Point annotation dataset records:
** Start **

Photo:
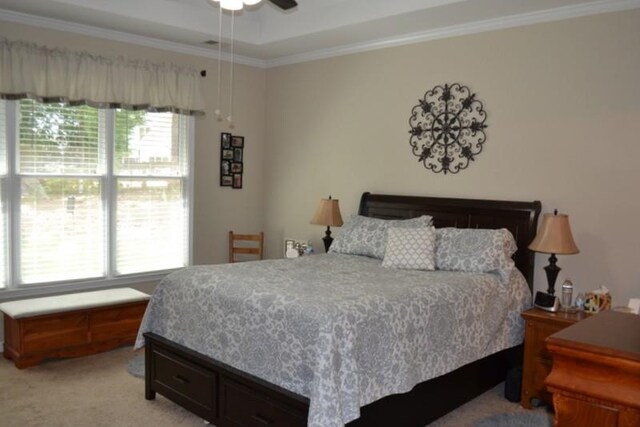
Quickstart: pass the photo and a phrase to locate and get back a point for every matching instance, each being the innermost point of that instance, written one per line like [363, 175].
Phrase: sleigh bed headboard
[521, 218]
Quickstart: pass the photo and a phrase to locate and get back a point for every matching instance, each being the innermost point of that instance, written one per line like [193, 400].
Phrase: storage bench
[71, 325]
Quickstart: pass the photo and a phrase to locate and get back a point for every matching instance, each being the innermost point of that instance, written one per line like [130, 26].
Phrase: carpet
[136, 366]
[517, 419]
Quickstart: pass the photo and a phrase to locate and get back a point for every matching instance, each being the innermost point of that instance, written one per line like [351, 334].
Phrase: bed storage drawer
[217, 392]
[186, 382]
[245, 407]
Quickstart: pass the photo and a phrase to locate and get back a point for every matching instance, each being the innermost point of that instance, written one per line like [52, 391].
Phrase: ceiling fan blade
[284, 4]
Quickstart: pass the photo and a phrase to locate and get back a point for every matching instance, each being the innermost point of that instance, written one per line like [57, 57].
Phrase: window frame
[12, 192]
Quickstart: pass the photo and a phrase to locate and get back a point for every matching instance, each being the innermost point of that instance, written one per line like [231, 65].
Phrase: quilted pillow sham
[410, 248]
[480, 250]
[363, 235]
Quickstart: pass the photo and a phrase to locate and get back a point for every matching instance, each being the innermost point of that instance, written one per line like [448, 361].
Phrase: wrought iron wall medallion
[447, 128]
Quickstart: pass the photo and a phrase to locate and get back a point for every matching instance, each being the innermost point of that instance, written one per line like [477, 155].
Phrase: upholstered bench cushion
[77, 301]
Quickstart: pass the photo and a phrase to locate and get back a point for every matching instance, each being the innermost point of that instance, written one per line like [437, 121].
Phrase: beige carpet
[98, 391]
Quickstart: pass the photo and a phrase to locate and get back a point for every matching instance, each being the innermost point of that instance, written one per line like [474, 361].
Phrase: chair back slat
[256, 242]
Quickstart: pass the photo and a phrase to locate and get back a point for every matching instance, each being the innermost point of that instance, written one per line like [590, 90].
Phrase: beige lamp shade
[328, 213]
[554, 236]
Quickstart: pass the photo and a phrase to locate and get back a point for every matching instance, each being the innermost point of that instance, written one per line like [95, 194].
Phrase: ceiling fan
[284, 4]
[238, 4]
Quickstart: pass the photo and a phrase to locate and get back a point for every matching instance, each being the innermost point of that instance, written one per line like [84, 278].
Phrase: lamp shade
[328, 213]
[554, 236]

** End **

§ Exercise
Recast all the items above as a Markdown table with the columns No. and Text, one line per numbered row, dropping blank lines. Leave the pictures out of the table.

§ Task result
| No. | Text |
|---|---|
| 1 | Photo: |
| 2 | Quickstart: pass the photo and a phrase to locate and get back a point for every matching instance, each being the innermost point of that instance, written one per line like [363, 175]. |
| 3 | Phrase: sleigh bed headboard |
| 4 | [521, 218] |
| 5 | Quickstart: pass the photo and a phrase to locate and get back a point for every matching instance, each being the innermost point of that instance, written one per line like [193, 400]. |
| 6 | Phrase: storage bench |
| 7 | [71, 325] |
| 8 | Quickstart: pass the photo and a phrase to locate and get back a point for every matching instance, each being the innermost point of that instance, written one per line like [130, 26]. |
| 9 | Phrase: carpet |
| 10 | [136, 366] |
| 11 | [517, 419] |
| 12 | Quickstart: pass the photo and a phrase to locate and get back a point for every matching instance, each being the innermost point of that instance, written one per line like [351, 334]. |
| 13 | Phrase: bed storage drawer |
| 14 | [217, 392] |
| 15 | [186, 382] |
| 16 | [245, 407] |
| 17 | Quickstart: pass the photo and a phrase to locate and get back a point for every matching instance, each being the innermost point of that instance, written one per line like [52, 391]. |
| 18 | Phrase: ceiling fan blade |
| 19 | [284, 4] |
| 20 | Quickstart: pass the photo and a phrase to locate and get back a point for every matching instance, each being the innermost point of that instance, written one per line like [57, 57]. |
| 21 | Phrase: window frame |
| 22 | [12, 192] |
| 23 | Quickstart: pass the photo and a phrase to locate and get back a point for every matching instance, each being the innermost point of that instance, written one per line like [231, 65]. |
| 24 | Phrase: quilted pillow sham |
| 25 | [410, 248] |
| 26 | [480, 250] |
| 27 | [363, 235] |
| 28 | Quickstart: pass the photo and a phrase to locate and get back a point for every matching instance, each being the innermost point of that instance, written one per line like [448, 361]. |
| 29 | Phrase: wrought iron wall medallion |
| 30 | [447, 128] |
| 31 | Quickstart: pass the photo and a phrase to locate and get back a point for every matching instance, each being the innermost point of that instance, written one per line like [477, 155]. |
| 32 | Phrase: upholstered bench cushion |
| 33 | [77, 301] |
| 34 | Quickstart: pass the photo and a phrase to locate and get back a point for every matching instance, each being the innermost point of that instance, written one per line like [437, 121]. |
| 35 | Phrase: beige carpet |
| 36 | [98, 391] |
| 37 | Quickstart: pass the photo and a phrase to locate and get back a point for every matching instance, each being the innermost point of that instance, written one per line like [474, 361]. |
| 38 | Phrase: chair back slat |
| 39 | [256, 242] |
| 40 | Quickstart: pass the photo and a phrase to locate and get back a point for every matching instance, each being the innermost point of that instance, written one per line like [590, 90]. |
| 41 | Phrase: beige lamp shade |
| 42 | [328, 213] |
| 43 | [554, 236] |
| 44 | Quickstart: pass the photo and a phrase to locate and get back a point for every matching instance, each being the innermost point of that instance, written one per line like [95, 194]. |
| 45 | Phrase: ceiling fan |
| 46 | [284, 4] |
| 47 | [238, 4] |
| 48 | Quickstart: pass the photo and a phrase to locate and get back a point for every matching instance, each being the innermost point of that instance, written one per line like [84, 278]. |
| 49 | Phrase: lamp shade |
| 50 | [328, 213] |
| 51 | [554, 236] |